**Instruction**
Return every line of the items below that contains the string "patch", matching upper and lower case exactly.

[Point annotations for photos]
━━━━━━━━

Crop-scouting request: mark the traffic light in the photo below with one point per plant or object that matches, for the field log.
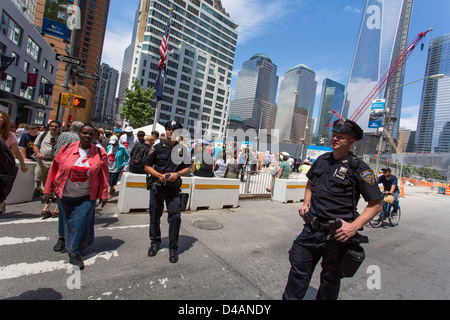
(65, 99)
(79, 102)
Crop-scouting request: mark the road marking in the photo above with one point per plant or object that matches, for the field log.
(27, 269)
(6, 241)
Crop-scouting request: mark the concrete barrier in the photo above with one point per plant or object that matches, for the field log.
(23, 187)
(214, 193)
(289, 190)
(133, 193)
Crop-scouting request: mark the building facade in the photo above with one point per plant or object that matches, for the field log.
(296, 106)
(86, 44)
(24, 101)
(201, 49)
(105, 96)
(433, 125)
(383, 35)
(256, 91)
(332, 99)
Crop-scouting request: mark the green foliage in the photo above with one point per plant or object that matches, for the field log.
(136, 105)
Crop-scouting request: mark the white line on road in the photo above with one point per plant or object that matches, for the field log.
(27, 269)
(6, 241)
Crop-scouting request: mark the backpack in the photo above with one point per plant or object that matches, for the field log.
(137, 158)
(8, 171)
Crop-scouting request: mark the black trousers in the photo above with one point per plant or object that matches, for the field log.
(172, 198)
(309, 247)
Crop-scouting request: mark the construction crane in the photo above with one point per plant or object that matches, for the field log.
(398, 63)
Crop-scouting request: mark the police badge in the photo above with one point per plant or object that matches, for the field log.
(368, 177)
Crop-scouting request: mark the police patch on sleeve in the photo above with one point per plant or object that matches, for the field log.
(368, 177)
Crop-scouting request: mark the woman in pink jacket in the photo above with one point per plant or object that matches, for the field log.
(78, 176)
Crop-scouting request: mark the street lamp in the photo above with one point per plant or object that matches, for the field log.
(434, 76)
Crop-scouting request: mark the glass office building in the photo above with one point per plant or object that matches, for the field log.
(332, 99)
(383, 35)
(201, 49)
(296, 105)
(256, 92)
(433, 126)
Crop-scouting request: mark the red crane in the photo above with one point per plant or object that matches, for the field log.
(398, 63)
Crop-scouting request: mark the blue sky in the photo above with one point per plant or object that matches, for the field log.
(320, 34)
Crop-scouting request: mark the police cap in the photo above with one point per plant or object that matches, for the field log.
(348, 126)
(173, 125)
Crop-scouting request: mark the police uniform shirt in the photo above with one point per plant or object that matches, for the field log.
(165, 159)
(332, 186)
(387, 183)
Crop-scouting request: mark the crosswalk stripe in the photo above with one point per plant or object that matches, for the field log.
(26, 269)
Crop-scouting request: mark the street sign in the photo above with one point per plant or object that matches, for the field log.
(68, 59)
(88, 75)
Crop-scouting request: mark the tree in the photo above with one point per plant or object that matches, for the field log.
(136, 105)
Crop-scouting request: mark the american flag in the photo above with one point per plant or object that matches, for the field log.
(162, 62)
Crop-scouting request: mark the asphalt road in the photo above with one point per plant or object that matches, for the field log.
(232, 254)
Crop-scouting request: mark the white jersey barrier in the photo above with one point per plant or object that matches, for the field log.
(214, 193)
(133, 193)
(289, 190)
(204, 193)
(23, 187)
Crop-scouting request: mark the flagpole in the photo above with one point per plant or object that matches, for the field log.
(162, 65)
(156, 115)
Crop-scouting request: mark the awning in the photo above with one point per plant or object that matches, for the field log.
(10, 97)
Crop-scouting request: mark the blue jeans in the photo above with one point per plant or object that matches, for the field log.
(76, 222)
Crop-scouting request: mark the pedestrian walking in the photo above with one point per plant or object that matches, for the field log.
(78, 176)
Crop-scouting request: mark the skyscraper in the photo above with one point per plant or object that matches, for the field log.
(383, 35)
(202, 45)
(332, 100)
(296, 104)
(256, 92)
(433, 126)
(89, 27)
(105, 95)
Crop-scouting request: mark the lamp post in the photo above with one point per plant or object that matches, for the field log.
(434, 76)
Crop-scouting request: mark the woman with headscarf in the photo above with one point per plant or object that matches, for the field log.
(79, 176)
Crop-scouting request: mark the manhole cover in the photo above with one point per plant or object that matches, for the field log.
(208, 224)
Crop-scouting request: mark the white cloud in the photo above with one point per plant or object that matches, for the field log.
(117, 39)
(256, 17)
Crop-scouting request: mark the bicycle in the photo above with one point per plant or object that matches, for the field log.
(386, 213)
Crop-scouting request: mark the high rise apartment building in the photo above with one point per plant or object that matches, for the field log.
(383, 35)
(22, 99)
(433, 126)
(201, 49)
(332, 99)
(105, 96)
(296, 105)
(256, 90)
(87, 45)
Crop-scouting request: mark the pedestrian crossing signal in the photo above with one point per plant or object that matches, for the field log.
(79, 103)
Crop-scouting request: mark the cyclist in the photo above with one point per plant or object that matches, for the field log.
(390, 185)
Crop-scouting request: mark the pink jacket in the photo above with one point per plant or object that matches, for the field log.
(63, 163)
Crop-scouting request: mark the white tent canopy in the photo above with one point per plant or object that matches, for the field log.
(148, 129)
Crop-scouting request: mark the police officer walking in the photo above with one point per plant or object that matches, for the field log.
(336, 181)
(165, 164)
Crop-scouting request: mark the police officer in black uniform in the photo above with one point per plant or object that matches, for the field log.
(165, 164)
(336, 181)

━━━━━━━━

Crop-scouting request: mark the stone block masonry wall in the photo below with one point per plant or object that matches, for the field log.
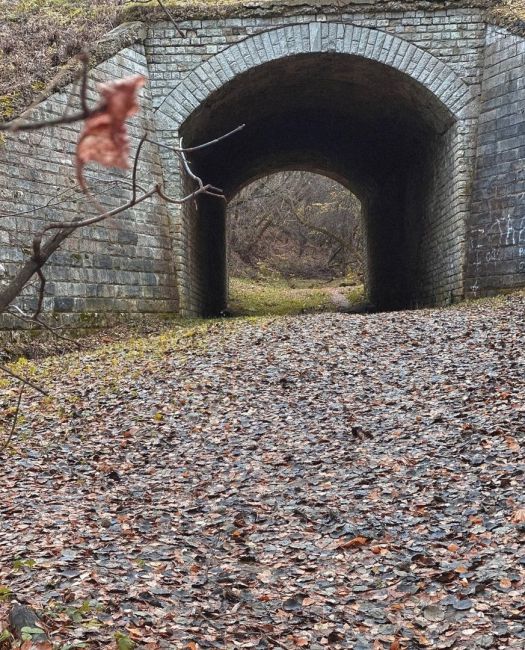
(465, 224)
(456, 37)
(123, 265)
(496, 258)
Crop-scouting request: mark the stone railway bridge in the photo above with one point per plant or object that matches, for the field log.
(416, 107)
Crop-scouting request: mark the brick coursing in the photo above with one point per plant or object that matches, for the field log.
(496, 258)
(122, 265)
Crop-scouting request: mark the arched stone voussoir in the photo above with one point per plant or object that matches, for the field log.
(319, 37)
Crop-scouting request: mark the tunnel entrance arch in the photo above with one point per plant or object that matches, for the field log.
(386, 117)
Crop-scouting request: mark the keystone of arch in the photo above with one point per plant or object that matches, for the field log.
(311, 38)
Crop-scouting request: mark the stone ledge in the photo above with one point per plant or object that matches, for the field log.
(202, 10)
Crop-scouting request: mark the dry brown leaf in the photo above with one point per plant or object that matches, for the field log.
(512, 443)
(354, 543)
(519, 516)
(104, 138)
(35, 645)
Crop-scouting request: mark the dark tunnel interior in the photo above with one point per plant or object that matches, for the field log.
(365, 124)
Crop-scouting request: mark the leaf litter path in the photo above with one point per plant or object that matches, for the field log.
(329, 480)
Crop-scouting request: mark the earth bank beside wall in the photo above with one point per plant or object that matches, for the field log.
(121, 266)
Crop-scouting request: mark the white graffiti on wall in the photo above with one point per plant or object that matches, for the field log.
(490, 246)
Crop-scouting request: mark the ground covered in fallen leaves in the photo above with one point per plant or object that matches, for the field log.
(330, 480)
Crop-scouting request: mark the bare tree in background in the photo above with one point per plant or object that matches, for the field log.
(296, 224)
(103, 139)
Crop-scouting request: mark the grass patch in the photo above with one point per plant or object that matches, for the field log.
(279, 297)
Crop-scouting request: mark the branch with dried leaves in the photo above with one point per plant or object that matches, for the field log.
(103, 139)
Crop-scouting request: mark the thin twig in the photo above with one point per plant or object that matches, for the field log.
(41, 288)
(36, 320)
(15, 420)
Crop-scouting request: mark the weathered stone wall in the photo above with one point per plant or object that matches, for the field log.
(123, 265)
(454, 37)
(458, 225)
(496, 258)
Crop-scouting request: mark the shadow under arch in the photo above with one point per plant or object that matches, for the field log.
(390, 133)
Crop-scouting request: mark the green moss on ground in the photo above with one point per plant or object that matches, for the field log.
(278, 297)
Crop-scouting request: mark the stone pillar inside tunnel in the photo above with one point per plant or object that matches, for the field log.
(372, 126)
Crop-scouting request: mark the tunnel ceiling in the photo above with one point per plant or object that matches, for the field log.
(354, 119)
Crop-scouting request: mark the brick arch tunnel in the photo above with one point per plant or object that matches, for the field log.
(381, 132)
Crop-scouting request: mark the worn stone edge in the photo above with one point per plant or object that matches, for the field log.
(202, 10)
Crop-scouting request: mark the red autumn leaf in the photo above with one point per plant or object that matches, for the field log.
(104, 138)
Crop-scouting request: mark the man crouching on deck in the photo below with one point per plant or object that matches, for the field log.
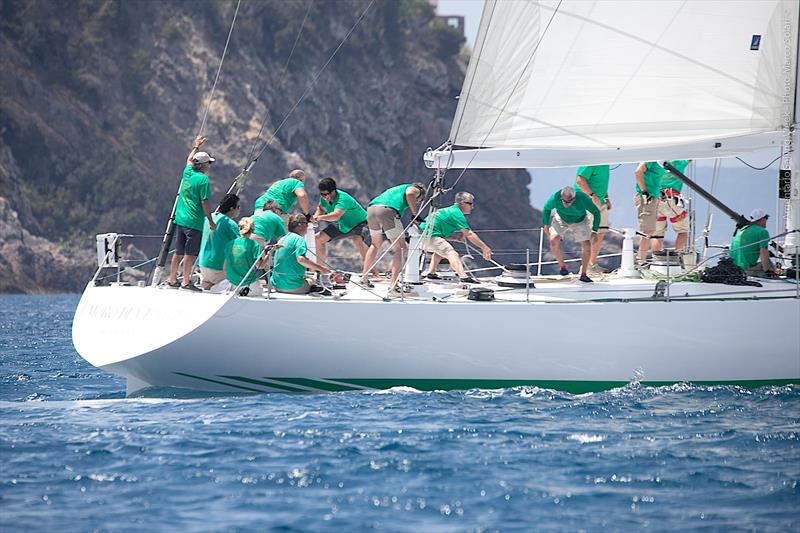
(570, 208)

━━━━━━━━

**In response**
Crop-scouting request: mark the police patch on sleeve in the photo above with one point per plant or object that matches, for the field log.
Crop-scouting request: mark the grass patch in the photo above with one point per plant or object that matches, for the field log.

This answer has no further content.